### WHAT THIS TASK INVOLVES
For the listing below, output exactly the lines from the line with "117, row 145" up to and including the line with "166, row 340", and no other lines.

<<<<

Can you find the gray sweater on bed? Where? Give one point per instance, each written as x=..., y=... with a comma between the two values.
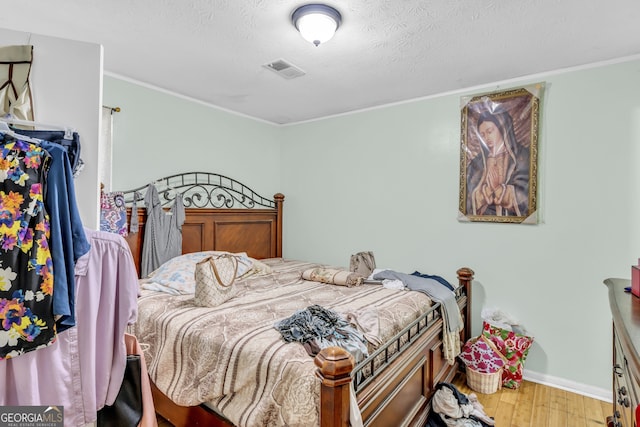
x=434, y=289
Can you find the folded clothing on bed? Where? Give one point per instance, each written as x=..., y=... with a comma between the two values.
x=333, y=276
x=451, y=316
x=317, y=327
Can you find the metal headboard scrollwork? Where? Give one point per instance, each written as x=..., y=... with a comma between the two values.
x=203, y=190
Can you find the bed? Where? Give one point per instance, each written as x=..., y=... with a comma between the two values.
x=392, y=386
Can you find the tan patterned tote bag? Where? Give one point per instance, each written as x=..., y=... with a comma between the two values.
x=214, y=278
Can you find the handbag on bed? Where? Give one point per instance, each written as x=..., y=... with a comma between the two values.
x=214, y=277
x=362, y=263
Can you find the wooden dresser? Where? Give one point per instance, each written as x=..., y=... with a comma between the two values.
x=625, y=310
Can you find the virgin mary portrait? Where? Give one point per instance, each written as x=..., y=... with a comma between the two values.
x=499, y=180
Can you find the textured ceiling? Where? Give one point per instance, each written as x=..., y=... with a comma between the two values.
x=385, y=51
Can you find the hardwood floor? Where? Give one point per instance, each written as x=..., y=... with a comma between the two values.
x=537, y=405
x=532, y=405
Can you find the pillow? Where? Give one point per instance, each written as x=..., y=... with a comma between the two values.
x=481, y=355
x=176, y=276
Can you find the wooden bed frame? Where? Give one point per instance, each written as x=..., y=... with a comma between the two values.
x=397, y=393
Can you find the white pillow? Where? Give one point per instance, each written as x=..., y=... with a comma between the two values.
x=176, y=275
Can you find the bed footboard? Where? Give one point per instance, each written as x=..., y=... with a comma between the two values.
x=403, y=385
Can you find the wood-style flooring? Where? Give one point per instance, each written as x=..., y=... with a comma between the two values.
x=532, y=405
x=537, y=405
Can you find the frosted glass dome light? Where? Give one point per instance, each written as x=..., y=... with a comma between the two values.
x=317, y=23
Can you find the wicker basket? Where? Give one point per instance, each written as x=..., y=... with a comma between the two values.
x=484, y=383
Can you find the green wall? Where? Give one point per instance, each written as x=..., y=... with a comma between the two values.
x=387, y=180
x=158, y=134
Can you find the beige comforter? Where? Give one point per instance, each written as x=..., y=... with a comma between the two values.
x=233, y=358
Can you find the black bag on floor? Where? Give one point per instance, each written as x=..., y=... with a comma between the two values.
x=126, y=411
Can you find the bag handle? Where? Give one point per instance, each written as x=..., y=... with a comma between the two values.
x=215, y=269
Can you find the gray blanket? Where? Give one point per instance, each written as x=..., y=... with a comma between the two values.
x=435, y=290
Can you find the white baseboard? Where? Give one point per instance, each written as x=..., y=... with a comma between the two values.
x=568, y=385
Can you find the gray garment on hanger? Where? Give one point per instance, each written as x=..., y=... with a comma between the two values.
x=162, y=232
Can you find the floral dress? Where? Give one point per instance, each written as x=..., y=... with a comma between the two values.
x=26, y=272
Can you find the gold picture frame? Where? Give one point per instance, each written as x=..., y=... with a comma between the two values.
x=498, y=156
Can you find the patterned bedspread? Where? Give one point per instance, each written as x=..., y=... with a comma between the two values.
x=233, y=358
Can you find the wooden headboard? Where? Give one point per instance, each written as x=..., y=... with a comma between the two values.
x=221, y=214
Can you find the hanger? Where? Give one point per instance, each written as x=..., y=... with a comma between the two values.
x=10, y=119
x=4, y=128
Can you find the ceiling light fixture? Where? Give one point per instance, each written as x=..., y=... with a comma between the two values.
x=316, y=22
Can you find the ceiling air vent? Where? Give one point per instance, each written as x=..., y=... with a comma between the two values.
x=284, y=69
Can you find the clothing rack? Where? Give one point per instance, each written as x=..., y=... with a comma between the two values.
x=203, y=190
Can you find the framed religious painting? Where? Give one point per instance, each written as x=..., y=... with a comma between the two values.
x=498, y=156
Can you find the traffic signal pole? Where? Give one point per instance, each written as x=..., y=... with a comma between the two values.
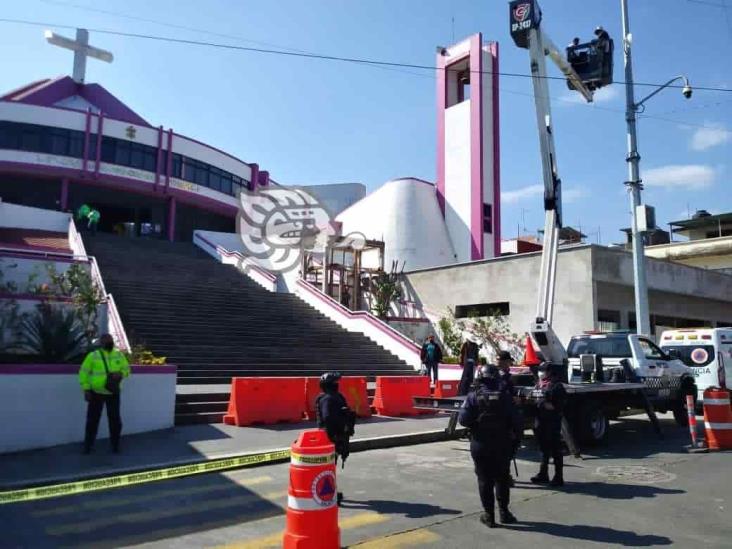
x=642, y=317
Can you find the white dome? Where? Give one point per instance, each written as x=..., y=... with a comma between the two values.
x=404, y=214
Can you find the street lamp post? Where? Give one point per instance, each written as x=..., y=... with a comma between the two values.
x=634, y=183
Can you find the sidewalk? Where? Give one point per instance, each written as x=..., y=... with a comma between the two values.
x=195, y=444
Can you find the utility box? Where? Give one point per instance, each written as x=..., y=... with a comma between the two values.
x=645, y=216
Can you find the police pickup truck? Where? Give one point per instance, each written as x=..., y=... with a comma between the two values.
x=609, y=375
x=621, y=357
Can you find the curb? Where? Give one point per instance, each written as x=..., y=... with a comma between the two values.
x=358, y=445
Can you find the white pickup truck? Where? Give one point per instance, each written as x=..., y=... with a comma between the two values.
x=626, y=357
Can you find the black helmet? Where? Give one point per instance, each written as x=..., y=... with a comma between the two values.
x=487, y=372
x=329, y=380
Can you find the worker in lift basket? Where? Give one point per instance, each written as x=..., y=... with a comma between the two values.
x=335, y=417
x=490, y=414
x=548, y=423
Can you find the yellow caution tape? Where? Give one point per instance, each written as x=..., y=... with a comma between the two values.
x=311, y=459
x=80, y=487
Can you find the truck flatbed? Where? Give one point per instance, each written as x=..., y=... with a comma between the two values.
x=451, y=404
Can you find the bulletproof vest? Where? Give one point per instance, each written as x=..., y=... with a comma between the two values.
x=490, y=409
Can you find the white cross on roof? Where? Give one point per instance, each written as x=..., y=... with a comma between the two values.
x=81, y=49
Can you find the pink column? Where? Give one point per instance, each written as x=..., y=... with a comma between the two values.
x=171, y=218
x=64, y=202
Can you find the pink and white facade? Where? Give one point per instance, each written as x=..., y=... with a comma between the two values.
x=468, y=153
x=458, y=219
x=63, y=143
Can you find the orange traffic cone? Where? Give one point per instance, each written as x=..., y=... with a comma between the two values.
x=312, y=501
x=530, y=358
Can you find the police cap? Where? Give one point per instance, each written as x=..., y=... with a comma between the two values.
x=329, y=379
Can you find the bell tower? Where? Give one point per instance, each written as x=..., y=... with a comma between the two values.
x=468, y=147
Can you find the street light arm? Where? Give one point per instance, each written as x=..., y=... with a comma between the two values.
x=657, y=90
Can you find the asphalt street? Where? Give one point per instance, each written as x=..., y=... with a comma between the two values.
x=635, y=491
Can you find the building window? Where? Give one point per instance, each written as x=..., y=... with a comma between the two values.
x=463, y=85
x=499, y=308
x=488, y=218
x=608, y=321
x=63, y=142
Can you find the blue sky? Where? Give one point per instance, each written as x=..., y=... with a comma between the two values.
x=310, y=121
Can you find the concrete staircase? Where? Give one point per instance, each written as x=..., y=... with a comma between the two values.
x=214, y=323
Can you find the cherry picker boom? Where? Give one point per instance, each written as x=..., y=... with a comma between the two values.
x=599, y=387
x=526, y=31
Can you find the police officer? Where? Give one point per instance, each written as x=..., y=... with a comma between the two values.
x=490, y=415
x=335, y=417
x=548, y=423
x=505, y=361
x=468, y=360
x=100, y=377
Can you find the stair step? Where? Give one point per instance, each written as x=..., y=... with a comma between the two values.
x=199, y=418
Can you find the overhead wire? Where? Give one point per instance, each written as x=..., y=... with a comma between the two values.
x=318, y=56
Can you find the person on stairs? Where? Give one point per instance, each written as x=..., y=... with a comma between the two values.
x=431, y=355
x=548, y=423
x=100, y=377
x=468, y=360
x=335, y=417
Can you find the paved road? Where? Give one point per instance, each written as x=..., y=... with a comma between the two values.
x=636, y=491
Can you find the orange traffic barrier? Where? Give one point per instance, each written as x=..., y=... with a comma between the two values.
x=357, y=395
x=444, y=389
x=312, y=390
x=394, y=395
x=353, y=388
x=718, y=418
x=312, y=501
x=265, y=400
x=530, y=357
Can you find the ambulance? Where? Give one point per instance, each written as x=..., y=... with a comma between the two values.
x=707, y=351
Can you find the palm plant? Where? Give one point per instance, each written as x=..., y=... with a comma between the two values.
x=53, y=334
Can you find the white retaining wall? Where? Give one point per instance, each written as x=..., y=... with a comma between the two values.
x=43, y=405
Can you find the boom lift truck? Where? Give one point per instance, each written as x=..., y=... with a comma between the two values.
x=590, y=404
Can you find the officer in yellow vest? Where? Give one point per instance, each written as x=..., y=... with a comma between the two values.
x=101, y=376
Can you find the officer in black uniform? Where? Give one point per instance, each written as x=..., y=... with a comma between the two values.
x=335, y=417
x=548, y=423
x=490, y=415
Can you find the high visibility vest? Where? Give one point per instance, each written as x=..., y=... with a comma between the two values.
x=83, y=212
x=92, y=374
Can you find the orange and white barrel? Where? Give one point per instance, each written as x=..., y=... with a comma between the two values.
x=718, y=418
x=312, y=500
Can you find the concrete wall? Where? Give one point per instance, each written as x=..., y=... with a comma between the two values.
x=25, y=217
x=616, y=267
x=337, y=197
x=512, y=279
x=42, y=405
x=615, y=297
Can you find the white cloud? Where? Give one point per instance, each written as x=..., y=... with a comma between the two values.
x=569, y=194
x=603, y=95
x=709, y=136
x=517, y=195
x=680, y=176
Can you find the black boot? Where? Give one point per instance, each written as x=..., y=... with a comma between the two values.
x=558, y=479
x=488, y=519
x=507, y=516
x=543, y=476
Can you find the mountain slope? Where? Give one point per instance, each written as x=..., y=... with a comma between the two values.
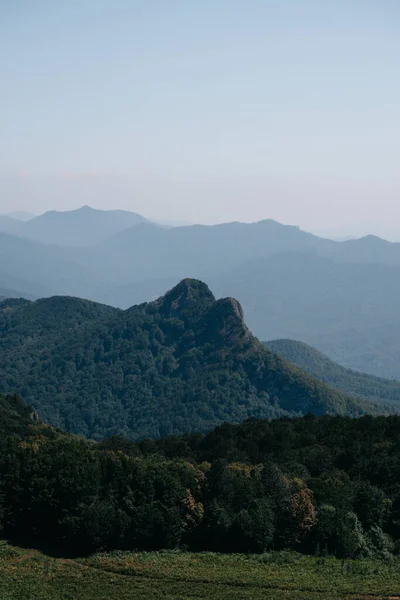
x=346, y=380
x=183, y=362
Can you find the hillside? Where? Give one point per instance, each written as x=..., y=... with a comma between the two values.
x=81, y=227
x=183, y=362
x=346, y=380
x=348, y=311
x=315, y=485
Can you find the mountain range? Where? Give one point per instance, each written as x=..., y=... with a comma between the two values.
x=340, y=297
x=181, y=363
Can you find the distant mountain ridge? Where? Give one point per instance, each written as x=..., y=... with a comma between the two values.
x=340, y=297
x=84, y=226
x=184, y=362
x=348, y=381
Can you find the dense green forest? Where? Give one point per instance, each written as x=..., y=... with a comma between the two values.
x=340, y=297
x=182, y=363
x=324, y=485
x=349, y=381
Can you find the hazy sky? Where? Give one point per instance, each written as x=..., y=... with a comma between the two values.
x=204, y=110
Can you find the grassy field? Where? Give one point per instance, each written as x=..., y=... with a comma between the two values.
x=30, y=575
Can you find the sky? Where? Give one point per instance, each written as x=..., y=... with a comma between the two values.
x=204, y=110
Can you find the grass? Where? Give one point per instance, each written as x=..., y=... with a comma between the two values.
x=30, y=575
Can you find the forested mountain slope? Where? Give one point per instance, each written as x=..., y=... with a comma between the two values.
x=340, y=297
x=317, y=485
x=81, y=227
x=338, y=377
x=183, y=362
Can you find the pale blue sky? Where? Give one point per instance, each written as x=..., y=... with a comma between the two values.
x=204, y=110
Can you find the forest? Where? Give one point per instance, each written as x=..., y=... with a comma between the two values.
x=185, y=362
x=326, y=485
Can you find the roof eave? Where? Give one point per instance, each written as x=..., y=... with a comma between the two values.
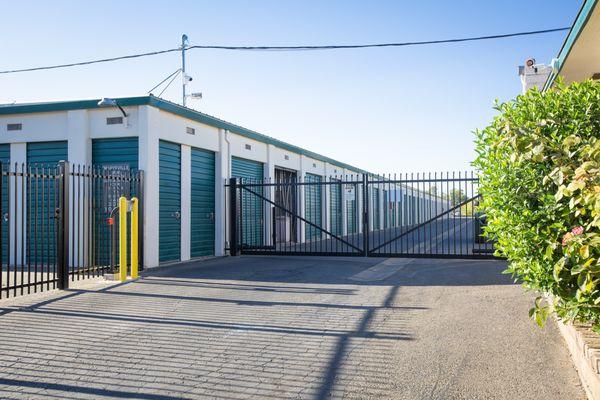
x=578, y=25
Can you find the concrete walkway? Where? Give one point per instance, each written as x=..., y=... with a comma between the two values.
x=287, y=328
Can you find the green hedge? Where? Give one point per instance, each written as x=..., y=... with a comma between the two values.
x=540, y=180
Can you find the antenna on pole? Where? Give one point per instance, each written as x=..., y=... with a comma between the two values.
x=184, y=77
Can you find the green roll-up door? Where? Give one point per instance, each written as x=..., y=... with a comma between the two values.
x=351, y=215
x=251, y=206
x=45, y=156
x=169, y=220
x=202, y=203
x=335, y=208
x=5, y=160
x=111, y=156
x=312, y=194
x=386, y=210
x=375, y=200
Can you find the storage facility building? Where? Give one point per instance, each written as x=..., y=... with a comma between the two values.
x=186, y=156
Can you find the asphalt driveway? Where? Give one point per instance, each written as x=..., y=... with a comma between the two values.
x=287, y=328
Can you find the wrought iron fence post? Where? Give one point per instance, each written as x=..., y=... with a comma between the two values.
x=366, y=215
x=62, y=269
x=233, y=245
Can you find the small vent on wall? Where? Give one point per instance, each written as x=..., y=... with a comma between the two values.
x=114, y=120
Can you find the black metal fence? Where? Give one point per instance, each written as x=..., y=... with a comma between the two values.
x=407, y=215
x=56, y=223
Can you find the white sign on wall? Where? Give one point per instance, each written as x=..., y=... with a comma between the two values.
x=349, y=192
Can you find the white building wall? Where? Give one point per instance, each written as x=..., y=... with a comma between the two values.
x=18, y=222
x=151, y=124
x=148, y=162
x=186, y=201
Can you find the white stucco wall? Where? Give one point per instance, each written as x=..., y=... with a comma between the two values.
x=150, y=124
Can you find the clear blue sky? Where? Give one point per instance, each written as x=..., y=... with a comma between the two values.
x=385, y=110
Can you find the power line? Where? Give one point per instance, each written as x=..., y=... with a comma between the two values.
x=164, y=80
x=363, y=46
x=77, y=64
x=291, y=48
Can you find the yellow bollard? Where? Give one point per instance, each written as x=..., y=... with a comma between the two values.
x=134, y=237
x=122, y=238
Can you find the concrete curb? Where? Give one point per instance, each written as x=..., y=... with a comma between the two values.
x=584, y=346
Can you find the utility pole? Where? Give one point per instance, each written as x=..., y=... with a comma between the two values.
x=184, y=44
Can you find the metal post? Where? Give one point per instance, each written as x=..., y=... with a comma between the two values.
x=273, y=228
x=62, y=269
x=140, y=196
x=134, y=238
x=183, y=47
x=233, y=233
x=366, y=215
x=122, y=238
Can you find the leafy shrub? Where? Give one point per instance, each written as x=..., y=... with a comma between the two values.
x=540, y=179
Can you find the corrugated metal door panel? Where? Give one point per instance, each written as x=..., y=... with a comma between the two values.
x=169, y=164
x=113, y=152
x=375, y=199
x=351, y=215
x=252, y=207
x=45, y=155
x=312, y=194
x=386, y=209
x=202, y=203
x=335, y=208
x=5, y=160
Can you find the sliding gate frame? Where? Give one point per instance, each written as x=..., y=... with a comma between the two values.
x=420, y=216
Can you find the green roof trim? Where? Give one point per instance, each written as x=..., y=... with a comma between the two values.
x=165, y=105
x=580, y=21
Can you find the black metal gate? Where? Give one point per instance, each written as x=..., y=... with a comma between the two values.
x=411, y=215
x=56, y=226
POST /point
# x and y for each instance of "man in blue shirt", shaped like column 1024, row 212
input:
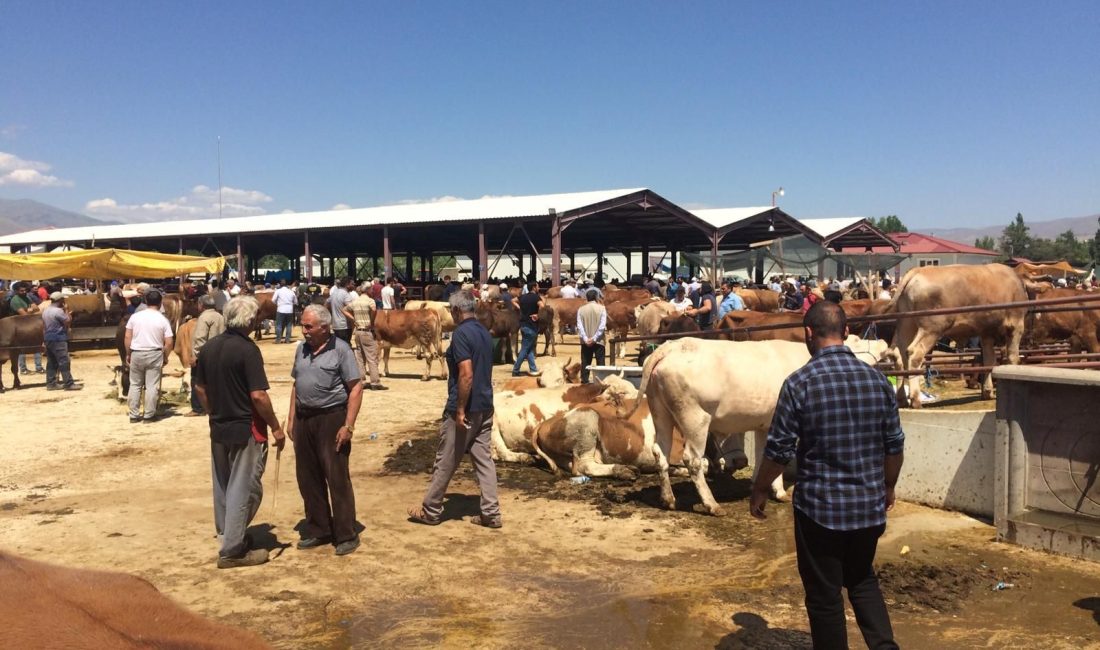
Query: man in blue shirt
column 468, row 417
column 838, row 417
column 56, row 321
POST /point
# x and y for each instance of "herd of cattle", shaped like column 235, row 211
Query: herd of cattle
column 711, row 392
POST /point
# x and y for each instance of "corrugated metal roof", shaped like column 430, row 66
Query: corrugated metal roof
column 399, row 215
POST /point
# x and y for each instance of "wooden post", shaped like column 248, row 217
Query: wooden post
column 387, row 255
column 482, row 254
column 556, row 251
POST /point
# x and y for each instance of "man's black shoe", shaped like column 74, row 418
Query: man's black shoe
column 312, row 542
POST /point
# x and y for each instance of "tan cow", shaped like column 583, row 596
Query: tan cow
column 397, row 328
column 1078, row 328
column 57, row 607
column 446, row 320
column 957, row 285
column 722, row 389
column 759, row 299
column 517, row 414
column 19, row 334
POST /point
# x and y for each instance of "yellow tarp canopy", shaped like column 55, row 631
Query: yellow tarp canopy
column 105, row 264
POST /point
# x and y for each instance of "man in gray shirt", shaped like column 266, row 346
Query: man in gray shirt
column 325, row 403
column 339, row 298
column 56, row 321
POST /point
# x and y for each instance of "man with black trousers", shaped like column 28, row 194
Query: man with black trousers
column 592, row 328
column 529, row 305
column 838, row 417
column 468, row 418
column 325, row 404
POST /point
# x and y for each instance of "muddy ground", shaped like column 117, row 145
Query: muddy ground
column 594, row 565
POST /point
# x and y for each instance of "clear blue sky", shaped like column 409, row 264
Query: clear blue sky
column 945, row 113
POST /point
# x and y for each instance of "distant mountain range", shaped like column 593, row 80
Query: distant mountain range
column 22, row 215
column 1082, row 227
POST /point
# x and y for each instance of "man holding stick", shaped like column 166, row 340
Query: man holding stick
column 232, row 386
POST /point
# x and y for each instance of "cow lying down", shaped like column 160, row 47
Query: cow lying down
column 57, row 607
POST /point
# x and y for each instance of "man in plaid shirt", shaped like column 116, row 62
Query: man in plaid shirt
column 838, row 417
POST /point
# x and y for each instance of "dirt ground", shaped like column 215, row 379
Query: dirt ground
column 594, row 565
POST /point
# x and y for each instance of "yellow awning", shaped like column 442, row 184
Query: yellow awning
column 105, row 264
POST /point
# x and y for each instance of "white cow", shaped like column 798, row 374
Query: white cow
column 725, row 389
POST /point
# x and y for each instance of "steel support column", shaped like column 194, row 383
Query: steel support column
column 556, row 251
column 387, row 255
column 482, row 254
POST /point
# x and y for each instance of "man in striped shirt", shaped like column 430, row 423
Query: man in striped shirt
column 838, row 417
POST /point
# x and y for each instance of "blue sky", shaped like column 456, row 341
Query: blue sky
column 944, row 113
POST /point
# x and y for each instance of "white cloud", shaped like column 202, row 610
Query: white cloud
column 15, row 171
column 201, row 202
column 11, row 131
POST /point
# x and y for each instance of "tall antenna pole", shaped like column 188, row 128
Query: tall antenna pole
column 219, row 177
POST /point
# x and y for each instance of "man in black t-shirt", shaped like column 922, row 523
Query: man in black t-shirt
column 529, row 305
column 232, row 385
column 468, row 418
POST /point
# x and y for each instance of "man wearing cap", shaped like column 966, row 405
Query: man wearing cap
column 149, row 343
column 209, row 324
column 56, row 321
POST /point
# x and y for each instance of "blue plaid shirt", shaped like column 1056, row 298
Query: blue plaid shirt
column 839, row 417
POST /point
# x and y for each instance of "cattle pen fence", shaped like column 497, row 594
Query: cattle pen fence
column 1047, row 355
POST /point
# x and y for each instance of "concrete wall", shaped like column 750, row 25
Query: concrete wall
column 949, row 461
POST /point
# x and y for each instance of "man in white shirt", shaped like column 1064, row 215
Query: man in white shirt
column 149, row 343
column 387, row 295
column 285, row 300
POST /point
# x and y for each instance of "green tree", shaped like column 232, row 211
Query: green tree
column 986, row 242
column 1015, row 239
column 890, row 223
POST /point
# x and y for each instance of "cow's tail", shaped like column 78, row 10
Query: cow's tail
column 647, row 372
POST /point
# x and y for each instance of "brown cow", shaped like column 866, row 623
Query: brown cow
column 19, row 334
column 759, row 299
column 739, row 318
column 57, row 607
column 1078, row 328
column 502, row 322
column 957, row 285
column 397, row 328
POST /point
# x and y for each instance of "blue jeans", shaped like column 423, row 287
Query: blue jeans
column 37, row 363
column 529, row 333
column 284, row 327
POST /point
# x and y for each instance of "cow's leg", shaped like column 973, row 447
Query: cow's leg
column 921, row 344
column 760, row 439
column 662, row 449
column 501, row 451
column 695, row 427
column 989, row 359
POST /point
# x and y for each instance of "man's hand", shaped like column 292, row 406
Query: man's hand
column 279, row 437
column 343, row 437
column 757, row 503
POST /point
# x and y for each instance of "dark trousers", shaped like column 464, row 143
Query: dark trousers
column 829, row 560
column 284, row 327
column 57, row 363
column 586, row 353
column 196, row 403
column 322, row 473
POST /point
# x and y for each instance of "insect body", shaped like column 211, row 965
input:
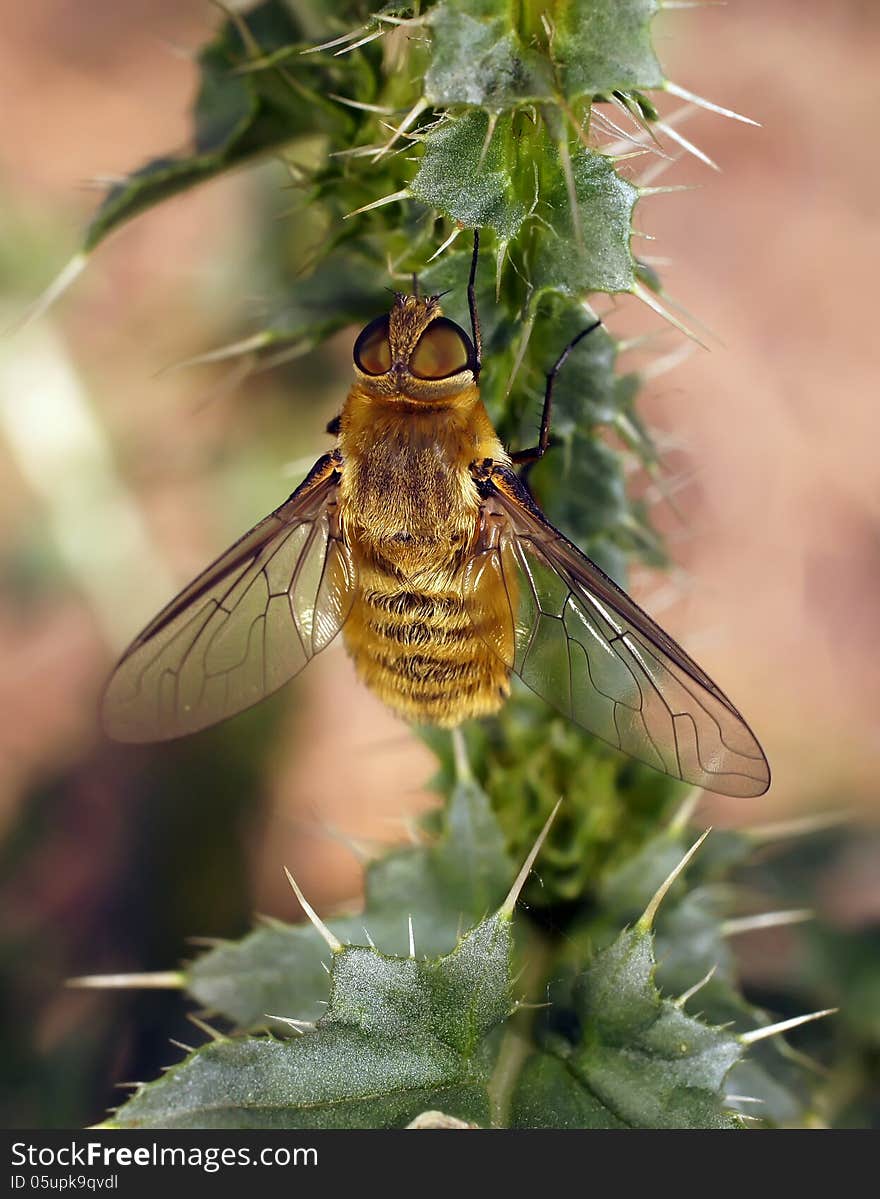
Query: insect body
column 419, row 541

>>>>

### ANSWER AREA
# x and y for each instance of "muddy ground", shaped like column 117, row 145
Query: muddy ground
column 594, row 565
POST /point
# x and y for each instance of "clear blue sky", shaped like column 409, row 264
Query: clear blue sky
column 945, row 113
POST /point
# x and y for each instance of "distant mountain range", shaped like column 593, row 80
Query: distant mountain range
column 22, row 215
column 1082, row 227
POST /point
# x and y for each instance of "man holding stick", shaped like column 166, row 340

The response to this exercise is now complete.